Exercise requirements
(1) According to the research summary on the tumor-immune microenvironment of B-lymphoblastic leukemia, what percentage of B-ALL patients do not achieve clinical remission or show only a partial response to CD19-directed CAR T-cell therapy?
(2) Continue the research summary on the tumor-immune microenvironment of B-lymphoblastic leukemia, starting after its last sentence.

Passage for review
◆ ◆ ◆ ◆ ◆

Tumor-Immune Microenvironment Landscape of B-Lymphoblastic Leukemia in Bone Marrow Biopsies
Mentor Name: Vinodh Pillai
B-cell-acute lymphoblastic leukemia (B-ALL) is the most common cause of pediatric cancer. CD19-directed CAR T-cell therapy was developed at the University of Pennsylvania and tested at the Children’s Hospital of Philadelphia (CHOP) for the treatment of relapsed B-ALL. However, 15% of B-ALL patients do not achieve clinical remission or only show a partial response to CD19-directed CAR T-cell therapy. A significant subset of these patients also eventually relapses again, despite achieving clinical remission with CAR T-cell therapy. Thus, while novel immunotherapeutic agents such as blinatumomab, inotuzumab and CAR T-cell therapy are effective in treating relapsed B-ALL, it is difficult to predict who will respond to different immunotherapy treatments.
We hypothesize that the bone marrow biopsy tumor-immune microenvironment (TIME) impacts the response to various immunotherapeutic agents. Leukemia-infiltrating lymphocytes (LILs) are a crucial component of the TIME and reflect the ability of the host to mount an antitumor immune response. In addition, bone marrow fibrosis and/or immune suppressive microenvironment limits therapeutic access to the tumor compartment. However, TIME analysis has not been evaluated as a predictor of response to immunotherapy in B-ALL.

◆ ◆ ◆ ◆ ◆

Excerpted data
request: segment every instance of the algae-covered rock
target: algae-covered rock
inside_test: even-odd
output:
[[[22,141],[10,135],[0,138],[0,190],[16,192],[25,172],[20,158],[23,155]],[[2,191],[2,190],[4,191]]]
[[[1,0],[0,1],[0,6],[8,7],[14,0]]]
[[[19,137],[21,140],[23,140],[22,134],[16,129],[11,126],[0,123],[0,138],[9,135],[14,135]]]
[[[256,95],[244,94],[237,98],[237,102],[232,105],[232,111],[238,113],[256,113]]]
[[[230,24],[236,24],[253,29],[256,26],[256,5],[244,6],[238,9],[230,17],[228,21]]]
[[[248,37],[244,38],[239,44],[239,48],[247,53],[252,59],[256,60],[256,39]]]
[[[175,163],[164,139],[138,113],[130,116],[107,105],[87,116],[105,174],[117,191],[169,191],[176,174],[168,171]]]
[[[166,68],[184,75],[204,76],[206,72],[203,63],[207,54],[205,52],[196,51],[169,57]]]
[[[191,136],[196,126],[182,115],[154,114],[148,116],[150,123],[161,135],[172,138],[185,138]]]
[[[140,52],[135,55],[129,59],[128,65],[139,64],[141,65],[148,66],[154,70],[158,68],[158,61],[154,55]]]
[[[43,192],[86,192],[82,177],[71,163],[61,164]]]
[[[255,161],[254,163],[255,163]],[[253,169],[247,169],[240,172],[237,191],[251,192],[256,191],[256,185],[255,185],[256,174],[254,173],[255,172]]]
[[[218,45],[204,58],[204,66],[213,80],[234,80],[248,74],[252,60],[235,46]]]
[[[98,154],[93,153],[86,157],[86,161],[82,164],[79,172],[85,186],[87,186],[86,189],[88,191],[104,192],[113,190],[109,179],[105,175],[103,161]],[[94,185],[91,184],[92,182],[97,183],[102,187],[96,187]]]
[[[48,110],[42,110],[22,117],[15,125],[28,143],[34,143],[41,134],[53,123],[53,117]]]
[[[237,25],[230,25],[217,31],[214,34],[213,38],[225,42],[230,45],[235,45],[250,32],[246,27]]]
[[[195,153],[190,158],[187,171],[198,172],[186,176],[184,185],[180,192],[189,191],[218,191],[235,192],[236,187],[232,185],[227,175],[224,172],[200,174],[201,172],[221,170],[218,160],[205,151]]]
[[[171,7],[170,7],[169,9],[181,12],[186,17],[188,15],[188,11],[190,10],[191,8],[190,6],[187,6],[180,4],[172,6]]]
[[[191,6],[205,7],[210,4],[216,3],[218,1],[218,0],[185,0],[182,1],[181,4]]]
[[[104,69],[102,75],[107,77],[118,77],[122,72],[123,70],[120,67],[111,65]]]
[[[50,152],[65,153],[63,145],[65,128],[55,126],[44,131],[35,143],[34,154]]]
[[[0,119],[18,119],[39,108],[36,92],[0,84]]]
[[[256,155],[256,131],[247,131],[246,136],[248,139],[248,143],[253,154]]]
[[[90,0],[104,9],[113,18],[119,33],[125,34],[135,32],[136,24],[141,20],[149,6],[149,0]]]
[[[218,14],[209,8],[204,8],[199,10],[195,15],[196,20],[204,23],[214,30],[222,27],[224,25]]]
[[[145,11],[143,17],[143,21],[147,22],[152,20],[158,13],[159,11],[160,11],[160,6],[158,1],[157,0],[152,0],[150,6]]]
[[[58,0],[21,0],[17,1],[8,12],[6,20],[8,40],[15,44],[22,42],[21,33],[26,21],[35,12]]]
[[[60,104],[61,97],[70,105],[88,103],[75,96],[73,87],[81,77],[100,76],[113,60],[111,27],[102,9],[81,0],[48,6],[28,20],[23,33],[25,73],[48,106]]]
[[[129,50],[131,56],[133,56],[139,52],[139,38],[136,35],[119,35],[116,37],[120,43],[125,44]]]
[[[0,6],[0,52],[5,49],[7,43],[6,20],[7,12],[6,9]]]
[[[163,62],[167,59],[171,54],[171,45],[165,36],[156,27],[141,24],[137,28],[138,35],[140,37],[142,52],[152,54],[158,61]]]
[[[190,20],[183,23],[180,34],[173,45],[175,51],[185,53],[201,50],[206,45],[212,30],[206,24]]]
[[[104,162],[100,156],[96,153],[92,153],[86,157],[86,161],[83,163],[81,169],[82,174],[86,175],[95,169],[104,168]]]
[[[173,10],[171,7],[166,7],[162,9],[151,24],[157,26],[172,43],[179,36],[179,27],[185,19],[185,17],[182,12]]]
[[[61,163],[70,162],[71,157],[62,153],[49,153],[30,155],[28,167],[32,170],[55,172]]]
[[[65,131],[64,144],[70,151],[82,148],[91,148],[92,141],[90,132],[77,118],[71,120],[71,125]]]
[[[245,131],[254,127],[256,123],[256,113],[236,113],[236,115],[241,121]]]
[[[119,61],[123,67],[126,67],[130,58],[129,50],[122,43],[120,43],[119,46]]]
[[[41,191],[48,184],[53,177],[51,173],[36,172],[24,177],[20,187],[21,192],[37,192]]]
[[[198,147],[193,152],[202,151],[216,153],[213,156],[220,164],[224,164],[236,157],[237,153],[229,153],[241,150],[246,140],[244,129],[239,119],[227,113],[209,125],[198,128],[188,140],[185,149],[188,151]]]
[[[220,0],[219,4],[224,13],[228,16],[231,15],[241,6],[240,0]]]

◆ ◆ ◆ ◆ ◆

Answers to this exercise
(1) 15%

(2)
In this project, we aim to assess the B-ALL bone marrow TIME using a multiparametric approach: 1) The baseline LIL patterns of normal and B-ALL bone marrow biopsies will be established using CD3 immunohistochemistry (IHC), a prototypic pan T-cell marker that highlights all subsets of T cells. 2) Digital imaging will be used for a quantitative and qualitative assessment of the LIL patterns of pre-CAR bone marrow biopsies in a discovery cohort of CAR T-cell treated patients (n=166). 3) The baseline transcriptional signature of the immune and stromal microenvironment of normal and B-ALL bone marrows will be determined using a targeted 1392 gene panel (covering tumor and immune response genes and pathways). Through these analyses, baseline TIME in various genetic subtypes of B-ALL will be established. The TIME differences between diagnostic and relapsed B-ALL will then be ascertained using bioinformatic analysis of bulk and spatial transcriptomics and IHC data. Differences in the pre-infusion LIL patterns of responders, non-responders and relapses will be used to develop a model that will predict response to CAR T-cell therapy. Clinical and laboratory Standard Institute (CLSI) guidelines for laboratory test validation will be followed.